- **Exercise**: Only the line with "Presumably the zipper" and the lines after it, through the end of the material, belong in the answer; repeat them exactly.

- **Given information**:

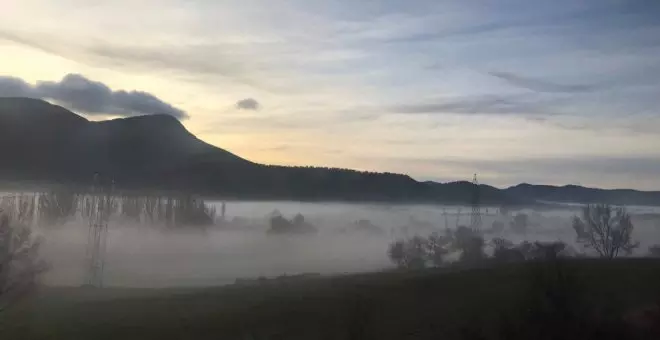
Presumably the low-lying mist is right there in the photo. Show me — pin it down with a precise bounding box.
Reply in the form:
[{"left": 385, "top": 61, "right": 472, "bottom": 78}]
[
  {"left": 32, "top": 201, "right": 660, "bottom": 288},
  {"left": 40, "top": 221, "right": 391, "bottom": 287}
]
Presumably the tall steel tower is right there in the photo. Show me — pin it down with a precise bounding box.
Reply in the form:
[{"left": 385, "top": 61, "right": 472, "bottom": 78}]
[
  {"left": 85, "top": 175, "right": 114, "bottom": 287},
  {"left": 470, "top": 173, "right": 482, "bottom": 231}
]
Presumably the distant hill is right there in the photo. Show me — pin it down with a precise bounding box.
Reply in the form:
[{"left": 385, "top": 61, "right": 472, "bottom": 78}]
[
  {"left": 1, "top": 97, "right": 659, "bottom": 206},
  {"left": 504, "top": 183, "right": 660, "bottom": 206}
]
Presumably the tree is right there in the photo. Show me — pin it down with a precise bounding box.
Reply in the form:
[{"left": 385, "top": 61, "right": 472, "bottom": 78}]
[
  {"left": 531, "top": 241, "right": 567, "bottom": 261},
  {"left": 459, "top": 235, "right": 486, "bottom": 263},
  {"left": 1, "top": 213, "right": 48, "bottom": 309},
  {"left": 387, "top": 236, "right": 427, "bottom": 269},
  {"left": 39, "top": 190, "right": 79, "bottom": 225},
  {"left": 572, "top": 204, "right": 639, "bottom": 259},
  {"left": 425, "top": 232, "right": 451, "bottom": 266},
  {"left": 492, "top": 238, "right": 524, "bottom": 263},
  {"left": 404, "top": 236, "right": 427, "bottom": 269},
  {"left": 510, "top": 213, "right": 528, "bottom": 234},
  {"left": 648, "top": 245, "right": 660, "bottom": 258},
  {"left": 491, "top": 220, "right": 505, "bottom": 233},
  {"left": 452, "top": 226, "right": 475, "bottom": 251},
  {"left": 387, "top": 240, "right": 406, "bottom": 268},
  {"left": 451, "top": 226, "right": 486, "bottom": 263}
]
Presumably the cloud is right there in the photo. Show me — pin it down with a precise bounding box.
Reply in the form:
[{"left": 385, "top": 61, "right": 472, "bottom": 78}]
[
  {"left": 390, "top": 94, "right": 560, "bottom": 116},
  {"left": 236, "top": 98, "right": 260, "bottom": 111},
  {"left": 489, "top": 71, "right": 598, "bottom": 93},
  {"left": 0, "top": 29, "right": 268, "bottom": 90},
  {"left": 0, "top": 76, "right": 35, "bottom": 97},
  {"left": 0, "top": 73, "right": 187, "bottom": 119}
]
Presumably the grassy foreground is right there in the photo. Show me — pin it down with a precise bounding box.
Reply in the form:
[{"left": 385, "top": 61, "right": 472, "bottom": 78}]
[{"left": 1, "top": 259, "right": 660, "bottom": 340}]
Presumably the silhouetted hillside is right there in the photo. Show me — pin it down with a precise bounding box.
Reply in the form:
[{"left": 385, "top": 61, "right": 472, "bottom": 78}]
[
  {"left": 505, "top": 183, "right": 660, "bottom": 206},
  {"left": 1, "top": 97, "right": 659, "bottom": 205},
  {"left": 0, "top": 97, "right": 248, "bottom": 185}
]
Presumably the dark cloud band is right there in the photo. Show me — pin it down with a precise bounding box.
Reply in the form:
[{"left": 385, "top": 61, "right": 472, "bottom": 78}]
[{"left": 0, "top": 73, "right": 187, "bottom": 119}]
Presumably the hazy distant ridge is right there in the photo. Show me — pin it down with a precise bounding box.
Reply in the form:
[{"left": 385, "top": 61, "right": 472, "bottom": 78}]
[{"left": 1, "top": 97, "right": 659, "bottom": 205}]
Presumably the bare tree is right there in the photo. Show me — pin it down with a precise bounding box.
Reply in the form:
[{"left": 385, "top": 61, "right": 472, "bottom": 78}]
[
  {"left": 572, "top": 204, "right": 639, "bottom": 259},
  {"left": 1, "top": 213, "right": 48, "bottom": 310}
]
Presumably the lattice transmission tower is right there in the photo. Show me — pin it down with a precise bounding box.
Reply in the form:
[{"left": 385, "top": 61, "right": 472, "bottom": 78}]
[
  {"left": 470, "top": 173, "right": 482, "bottom": 231},
  {"left": 85, "top": 174, "right": 115, "bottom": 287}
]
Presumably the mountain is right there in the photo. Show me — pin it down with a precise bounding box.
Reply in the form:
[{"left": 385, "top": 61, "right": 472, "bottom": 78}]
[
  {"left": 0, "top": 97, "right": 507, "bottom": 203},
  {"left": 0, "top": 97, "right": 247, "bottom": 185},
  {"left": 1, "top": 97, "right": 659, "bottom": 206}
]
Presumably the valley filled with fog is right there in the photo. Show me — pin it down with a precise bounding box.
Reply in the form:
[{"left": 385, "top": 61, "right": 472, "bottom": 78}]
[{"left": 34, "top": 200, "right": 660, "bottom": 288}]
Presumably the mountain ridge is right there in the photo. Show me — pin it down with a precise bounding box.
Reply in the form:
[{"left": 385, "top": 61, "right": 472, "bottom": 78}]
[{"left": 1, "top": 97, "right": 659, "bottom": 206}]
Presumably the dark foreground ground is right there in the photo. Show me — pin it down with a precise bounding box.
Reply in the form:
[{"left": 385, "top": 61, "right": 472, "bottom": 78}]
[{"left": 2, "top": 259, "right": 660, "bottom": 340}]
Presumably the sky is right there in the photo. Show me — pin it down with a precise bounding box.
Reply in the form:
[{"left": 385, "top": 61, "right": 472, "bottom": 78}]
[{"left": 1, "top": 0, "right": 659, "bottom": 190}]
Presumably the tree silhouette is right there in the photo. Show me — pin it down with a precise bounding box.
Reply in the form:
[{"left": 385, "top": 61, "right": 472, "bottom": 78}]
[
  {"left": 510, "top": 213, "right": 528, "bottom": 234},
  {"left": 387, "top": 236, "right": 428, "bottom": 269},
  {"left": 0, "top": 214, "right": 48, "bottom": 308},
  {"left": 425, "top": 232, "right": 451, "bottom": 266},
  {"left": 572, "top": 204, "right": 639, "bottom": 258},
  {"left": 649, "top": 245, "right": 660, "bottom": 258}
]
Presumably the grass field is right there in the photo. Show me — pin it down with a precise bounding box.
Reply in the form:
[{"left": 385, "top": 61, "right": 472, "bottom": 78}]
[{"left": 2, "top": 259, "right": 660, "bottom": 340}]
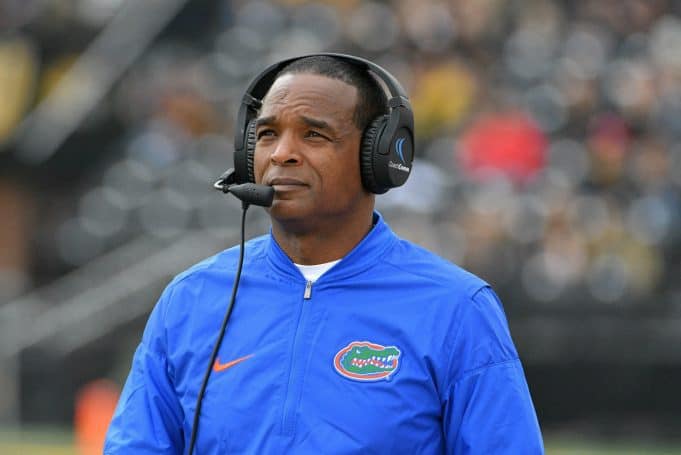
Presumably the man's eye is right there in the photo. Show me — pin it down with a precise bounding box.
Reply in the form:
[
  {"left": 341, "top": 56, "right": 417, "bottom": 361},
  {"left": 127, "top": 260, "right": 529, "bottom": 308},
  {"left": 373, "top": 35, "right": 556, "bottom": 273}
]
[
  {"left": 257, "top": 130, "right": 276, "bottom": 140},
  {"left": 306, "top": 131, "right": 326, "bottom": 139}
]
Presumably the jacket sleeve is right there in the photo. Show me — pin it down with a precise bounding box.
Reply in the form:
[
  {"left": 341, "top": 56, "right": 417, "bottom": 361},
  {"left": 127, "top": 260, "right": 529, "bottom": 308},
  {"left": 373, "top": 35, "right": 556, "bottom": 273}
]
[
  {"left": 442, "top": 286, "right": 544, "bottom": 454},
  {"left": 104, "top": 287, "right": 185, "bottom": 454}
]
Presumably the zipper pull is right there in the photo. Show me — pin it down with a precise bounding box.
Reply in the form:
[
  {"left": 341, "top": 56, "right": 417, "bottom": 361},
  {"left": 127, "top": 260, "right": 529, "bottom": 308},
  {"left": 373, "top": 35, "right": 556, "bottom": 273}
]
[{"left": 304, "top": 280, "right": 313, "bottom": 299}]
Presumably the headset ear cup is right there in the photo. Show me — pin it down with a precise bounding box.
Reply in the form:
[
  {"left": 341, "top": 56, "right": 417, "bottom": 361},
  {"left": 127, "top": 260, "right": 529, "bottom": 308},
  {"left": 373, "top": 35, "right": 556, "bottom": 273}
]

- **Reply to the exercise**:
Presumably the zipper pull is right there in the photo. Show me — pin it down with a precise bounding box.
Reply in the form:
[
  {"left": 341, "top": 56, "right": 417, "bottom": 361},
  {"left": 127, "top": 260, "right": 529, "bottom": 308},
  {"left": 373, "top": 35, "right": 556, "bottom": 273}
]
[{"left": 304, "top": 280, "right": 313, "bottom": 299}]
Presumably the headset ear cup is right there in the photo. Show me — pin it down with a precise bounding box.
Reply in the form:
[
  {"left": 341, "top": 56, "right": 417, "bottom": 361},
  {"left": 127, "top": 260, "right": 529, "bottom": 308},
  {"left": 373, "top": 35, "right": 556, "bottom": 273}
]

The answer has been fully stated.